Written instruction -> Could you swap "pin" for "marker" in the lines that begin at the one containing "of the building" and run through the last line, leaving everything else as it is, and give back only those lines?
—————
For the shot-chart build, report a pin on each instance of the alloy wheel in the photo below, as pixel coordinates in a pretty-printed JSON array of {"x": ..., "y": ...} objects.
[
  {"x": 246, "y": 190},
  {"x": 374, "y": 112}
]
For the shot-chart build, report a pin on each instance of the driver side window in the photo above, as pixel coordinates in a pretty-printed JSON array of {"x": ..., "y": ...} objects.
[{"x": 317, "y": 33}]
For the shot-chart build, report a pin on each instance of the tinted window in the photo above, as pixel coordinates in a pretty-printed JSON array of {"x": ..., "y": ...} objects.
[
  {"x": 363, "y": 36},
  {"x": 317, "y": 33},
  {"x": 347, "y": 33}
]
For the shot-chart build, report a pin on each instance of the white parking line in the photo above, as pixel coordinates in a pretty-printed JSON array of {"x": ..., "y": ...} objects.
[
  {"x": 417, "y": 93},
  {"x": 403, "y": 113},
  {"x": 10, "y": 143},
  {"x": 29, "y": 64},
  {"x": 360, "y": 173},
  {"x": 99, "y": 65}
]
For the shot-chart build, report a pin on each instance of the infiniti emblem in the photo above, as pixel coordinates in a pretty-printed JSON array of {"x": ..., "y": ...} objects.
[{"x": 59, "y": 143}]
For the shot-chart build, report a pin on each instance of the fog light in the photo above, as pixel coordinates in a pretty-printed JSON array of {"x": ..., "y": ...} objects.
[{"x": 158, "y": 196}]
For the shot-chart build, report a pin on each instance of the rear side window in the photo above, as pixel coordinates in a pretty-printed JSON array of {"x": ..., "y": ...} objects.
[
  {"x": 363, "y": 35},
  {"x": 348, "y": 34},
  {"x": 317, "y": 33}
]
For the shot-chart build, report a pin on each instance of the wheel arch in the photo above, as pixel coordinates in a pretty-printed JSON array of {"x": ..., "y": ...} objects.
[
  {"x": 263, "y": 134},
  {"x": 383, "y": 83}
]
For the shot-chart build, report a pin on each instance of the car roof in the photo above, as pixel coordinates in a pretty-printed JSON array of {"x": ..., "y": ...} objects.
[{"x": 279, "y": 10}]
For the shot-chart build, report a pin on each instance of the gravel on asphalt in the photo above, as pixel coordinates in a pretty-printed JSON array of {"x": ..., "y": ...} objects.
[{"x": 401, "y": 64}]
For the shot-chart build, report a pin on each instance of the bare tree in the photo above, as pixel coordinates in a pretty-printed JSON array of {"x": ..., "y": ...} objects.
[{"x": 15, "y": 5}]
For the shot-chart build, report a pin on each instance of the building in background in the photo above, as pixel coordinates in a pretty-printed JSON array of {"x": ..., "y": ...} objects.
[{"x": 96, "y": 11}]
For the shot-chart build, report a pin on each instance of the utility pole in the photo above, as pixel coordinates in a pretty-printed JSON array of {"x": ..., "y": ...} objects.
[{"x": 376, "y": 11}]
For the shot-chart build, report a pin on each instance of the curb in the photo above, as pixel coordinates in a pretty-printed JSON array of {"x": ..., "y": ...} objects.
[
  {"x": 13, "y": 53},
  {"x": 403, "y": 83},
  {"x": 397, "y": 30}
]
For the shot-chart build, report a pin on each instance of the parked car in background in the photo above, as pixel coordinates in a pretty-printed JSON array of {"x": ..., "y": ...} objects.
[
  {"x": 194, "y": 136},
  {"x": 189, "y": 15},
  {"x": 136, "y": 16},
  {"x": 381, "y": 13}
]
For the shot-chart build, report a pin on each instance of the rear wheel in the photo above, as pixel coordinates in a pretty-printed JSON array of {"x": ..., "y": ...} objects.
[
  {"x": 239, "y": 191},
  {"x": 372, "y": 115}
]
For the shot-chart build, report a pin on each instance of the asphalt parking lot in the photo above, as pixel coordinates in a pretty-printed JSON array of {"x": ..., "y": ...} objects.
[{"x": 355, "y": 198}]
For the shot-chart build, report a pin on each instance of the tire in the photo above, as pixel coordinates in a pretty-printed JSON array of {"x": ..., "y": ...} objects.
—————
Answer to the problem ->
For the shot-chart build, report a marker on each instance of the building in background in the photo above, as pixel coordinates in a pretty-printed JSON array of {"x": ..., "y": ...} objects.
[{"x": 96, "y": 11}]
For the shot-chart build, report a marker on each instance of the utility pole in the photo above, as pixel coordinates in a pretty-printed JSON array of {"x": ..., "y": ...} objects.
[{"x": 376, "y": 11}]
For the shot-chart build, report a marker on each instance of the curb in the photo above, as pixel coordinates in a pretty-printed JSON array of {"x": ..., "y": ...} objects.
[
  {"x": 13, "y": 53},
  {"x": 403, "y": 83},
  {"x": 397, "y": 30}
]
For the shot-chart build, report a marker on each instance of the parked car in background in the photo above, as pixel coordinates in a pretty-printed JSON array of {"x": ..., "y": ...} objects.
[
  {"x": 194, "y": 136},
  {"x": 189, "y": 15},
  {"x": 136, "y": 16},
  {"x": 381, "y": 13}
]
For the shot-chart build, report a marker on each instance of the rear wheel in the photo above, as pixel coordinates in a pretty-printed JSON array of {"x": ..., "y": ...} objects.
[
  {"x": 239, "y": 191},
  {"x": 372, "y": 115}
]
For the shot-chart build, report a marker on each instance of the asphalt parking lot in the photo above, as pixel coordinates in a pretty-printed JSON array of {"x": ..., "y": ...} objects.
[{"x": 355, "y": 198}]
For the shot-chart build, report a marker on each instance of the tire in the photo above, as pixel coordinates in a pretty-printed JSON array of {"x": ..., "y": ...} objects.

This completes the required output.